• **SUPPLIED TEXT**:
-- Begin --
Let us plot the (corrected) negative log p-values for the both tests.

We will use a negative log10 p threshold of 1, which corresponds to p<0.1.
This threshold indicates that there is less than 10% probability to make a
single false discovery (90% chance that we make no false discovery at all).
This threshold is much more conservative than an uncorrected threshold, but
is still more liberal than a typical corrected threshold for this kind of
analysis, which tends to be ~0.05.

We will also cap the negative log10 p-values at 2.69, because this is the
maximum observable value for the nonparametric tests, which were run with
only 500 permutations.

.. GENERATED FROM PYTHON SOURCE LINES 187-227

.. code-block:: Python

    import itertools

    threshold = 1  # p < 0.1
    vmax = 2.69  # ~= -np.log10(1 / 500)

    cut_coords = [0]

    IMAGES = [
        neg_log_pval,
        out_dict["logp_max_t"],
        out_dict["logp_max_size"],
        out_dict["logp_max_mass"],
    ]
    TITLES = [
        "Parametric Test",
        "Permutation Test\n(Voxel-Level Error Control)",
        "Permutation Test\n(Cluster-Size Error Control)",
        "Permutation Test\n(Cluster-Mass Error Control)",
    ]

    fig, axes = plt.subplots(figsize=(8, 8), nrows=2, ncols=2)
    for img_counter, (i_row, j_col) in enumerate(
        itertools.product(range(2), range(2))
    ):
        ax = axes[i_row, j_col]
        plotting.plot_glass_brain(
            IMAGES[img_counter],
            colorbar=True,
            vmax=vmax,
            display_mode="z",
            plot_abs=False,
            cut_coords=cut_coords,
            threshold=threshold,
            figure=fig,
            axes=ax,
        )
        ax.set_title(TITLES[img_counter])
-- End --
• **DATA**:
-- Begin --
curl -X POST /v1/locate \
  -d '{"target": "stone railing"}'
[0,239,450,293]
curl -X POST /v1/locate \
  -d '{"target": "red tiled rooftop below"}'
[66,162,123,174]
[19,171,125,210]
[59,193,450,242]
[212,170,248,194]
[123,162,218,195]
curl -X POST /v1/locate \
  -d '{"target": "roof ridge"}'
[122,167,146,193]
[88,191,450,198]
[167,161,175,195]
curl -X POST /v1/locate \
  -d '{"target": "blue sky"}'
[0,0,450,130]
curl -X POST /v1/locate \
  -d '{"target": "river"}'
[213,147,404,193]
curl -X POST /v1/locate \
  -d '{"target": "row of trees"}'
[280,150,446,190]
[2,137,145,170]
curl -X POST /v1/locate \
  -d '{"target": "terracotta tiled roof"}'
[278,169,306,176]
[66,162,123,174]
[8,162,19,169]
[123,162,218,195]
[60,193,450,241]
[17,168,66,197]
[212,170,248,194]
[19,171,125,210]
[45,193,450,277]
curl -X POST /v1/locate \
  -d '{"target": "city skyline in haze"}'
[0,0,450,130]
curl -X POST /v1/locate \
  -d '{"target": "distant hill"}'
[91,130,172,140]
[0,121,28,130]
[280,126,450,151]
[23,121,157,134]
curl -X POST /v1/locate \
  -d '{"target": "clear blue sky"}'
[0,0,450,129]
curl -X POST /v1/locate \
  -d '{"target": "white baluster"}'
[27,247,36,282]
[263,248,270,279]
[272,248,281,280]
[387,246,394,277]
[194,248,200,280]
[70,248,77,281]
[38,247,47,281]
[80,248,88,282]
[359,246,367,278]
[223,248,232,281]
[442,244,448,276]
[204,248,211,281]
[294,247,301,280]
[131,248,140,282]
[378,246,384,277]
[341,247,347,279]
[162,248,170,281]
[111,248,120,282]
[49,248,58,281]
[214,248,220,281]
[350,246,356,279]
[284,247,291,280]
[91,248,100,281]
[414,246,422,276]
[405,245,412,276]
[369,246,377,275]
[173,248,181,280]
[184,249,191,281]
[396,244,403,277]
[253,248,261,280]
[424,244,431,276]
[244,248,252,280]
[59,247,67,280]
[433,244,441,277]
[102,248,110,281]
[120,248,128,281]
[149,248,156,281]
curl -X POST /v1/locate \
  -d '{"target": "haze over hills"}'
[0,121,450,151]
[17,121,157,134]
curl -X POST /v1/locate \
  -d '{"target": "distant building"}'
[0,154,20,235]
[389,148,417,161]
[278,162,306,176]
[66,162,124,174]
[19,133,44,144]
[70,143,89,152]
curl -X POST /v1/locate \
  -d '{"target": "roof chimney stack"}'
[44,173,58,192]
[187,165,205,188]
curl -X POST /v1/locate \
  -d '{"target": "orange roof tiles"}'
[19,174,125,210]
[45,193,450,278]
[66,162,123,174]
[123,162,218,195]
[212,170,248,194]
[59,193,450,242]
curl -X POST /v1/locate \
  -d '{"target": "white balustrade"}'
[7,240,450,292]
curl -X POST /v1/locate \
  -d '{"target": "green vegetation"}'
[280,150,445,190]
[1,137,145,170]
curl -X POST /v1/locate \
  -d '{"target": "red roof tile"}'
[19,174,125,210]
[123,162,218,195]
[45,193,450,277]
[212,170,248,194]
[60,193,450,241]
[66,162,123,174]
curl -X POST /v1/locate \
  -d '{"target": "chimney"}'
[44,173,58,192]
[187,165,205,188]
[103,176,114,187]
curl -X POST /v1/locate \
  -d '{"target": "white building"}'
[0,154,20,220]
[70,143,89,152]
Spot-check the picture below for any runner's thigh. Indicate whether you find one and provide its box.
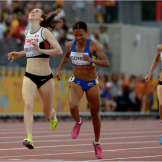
[22,76,37,103]
[69,82,84,106]
[38,78,54,111]
[86,85,100,113]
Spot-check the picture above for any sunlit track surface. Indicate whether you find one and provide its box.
[0,119,162,162]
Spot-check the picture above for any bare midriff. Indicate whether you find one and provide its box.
[26,58,51,76]
[73,66,97,81]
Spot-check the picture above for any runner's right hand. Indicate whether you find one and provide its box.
[8,52,20,62]
[144,74,151,82]
[56,70,61,81]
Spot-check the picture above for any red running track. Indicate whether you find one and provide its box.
[0,119,162,162]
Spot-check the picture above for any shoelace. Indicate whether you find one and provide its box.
[95,145,102,155]
[73,124,80,134]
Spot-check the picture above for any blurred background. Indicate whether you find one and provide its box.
[0,0,162,118]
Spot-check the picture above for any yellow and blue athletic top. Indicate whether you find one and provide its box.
[70,39,97,66]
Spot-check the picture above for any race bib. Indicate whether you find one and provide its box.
[70,52,90,66]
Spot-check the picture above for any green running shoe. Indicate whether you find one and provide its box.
[23,135,34,149]
[50,112,58,131]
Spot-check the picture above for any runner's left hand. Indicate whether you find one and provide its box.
[83,54,92,62]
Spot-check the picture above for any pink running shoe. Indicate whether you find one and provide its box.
[93,141,103,159]
[71,118,83,139]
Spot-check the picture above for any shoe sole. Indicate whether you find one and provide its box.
[23,140,34,149]
[93,142,103,159]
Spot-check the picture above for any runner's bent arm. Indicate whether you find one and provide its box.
[86,41,110,68]
[35,28,63,57]
[58,42,72,71]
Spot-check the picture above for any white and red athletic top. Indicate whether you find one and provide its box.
[24,27,50,58]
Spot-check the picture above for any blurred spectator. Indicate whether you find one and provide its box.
[57,18,68,46]
[0,16,5,42]
[11,18,26,50]
[101,82,117,112]
[98,26,110,52]
[125,75,137,111]
[34,2,42,9]
[74,0,86,21]
[94,0,104,23]
[104,0,117,23]
[89,29,101,46]
[55,0,65,8]
[43,3,52,14]
[52,4,65,20]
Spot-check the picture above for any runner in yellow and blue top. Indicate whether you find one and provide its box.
[56,21,109,158]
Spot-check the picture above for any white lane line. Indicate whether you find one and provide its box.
[0,121,160,131]
[0,131,159,140]
[0,135,159,144]
[0,141,158,151]
[84,155,162,162]
[0,127,158,135]
[0,145,162,159]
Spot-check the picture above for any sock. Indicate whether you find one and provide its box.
[94,141,100,145]
[77,117,82,125]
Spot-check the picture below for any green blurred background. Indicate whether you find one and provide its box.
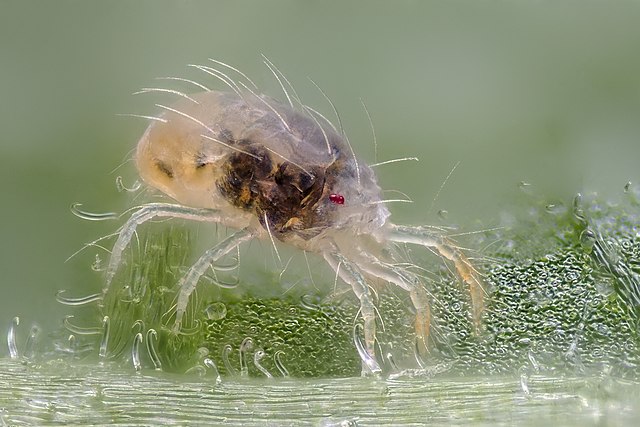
[0,0,640,354]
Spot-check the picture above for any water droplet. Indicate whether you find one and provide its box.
[518,181,531,191]
[131,332,142,372]
[7,316,20,359]
[145,329,162,371]
[91,254,104,271]
[273,350,289,377]
[204,302,227,320]
[253,349,273,378]
[580,229,596,253]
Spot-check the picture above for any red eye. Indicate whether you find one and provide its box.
[329,194,344,205]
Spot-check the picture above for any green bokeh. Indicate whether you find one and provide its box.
[0,0,640,362]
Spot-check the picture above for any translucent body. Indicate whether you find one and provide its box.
[107,65,482,372]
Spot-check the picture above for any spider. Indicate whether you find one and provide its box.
[105,58,483,372]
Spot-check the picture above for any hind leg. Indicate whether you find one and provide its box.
[173,228,254,332]
[386,224,484,332]
[104,203,222,292]
[323,252,381,374]
[357,251,431,354]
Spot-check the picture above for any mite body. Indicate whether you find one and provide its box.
[107,61,483,372]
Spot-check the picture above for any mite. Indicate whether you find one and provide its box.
[106,59,483,372]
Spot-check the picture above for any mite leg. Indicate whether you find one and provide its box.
-- End --
• **ACTIONS TO TAKE**:
• 1. Set down the p-value plotting text word for word, everything from "fig, axes = plt.subplots(figsize=(8, 8), nrows=2, ncols=2)" down to "itertools.product(range(2), range(2))".
• 2. Rewrite only the records from the line containing "Spot-check the picture above for any sunlit" down to the line containing "[83,54,92,62]", replacing "Spot-check" with "Check" and leaving everything else unchanged.
The text and the records are unrelated material.

• **RESPONSES TO THE EXERCISE**:
• 1.
fig, axes = plt.subplots(figsize=(8, 8), nrows=2, ncols=2)
    for img_counter, (i_row, j_col) in enumerate(
        itertools.product(range(2), range(2))

• 2.
Check the picture above for any sunlit track surface. Indicate whether you find one and provide its box.
[0,119,162,162]
Check the picture above for any bare midriff. Indicate whether you find one and provide its box.
[26,58,51,76]
[73,66,97,81]
Check the picture above for any runner's right hand. Indicate whether you find one and provide its box.
[8,52,20,62]
[144,74,151,82]
[56,70,61,81]
Check the picture above for any red running track. Indicate whether you find one and provide its box.
[0,119,162,162]
Check the picture above for any shoelace. Indicate whether you find one and provide its box.
[95,145,102,155]
[73,124,80,134]
Check the picture above for any blurred background. Indicate whether you find one and provide its box.
[0,0,162,118]
Check the picture above for any yellow and blue athletic top. Indicate whether you find one and provide its box.
[70,39,97,66]
Check the picture above for any race bib. Indicate whether you find one and provide its box.
[70,52,90,66]
Check the picture above for any green running shoe. Indicate whether you find one and provide its box.
[23,135,34,149]
[50,112,58,131]
Check the picture above for any runner's left hand. Indicate whether you find one and provide its box.
[83,54,92,62]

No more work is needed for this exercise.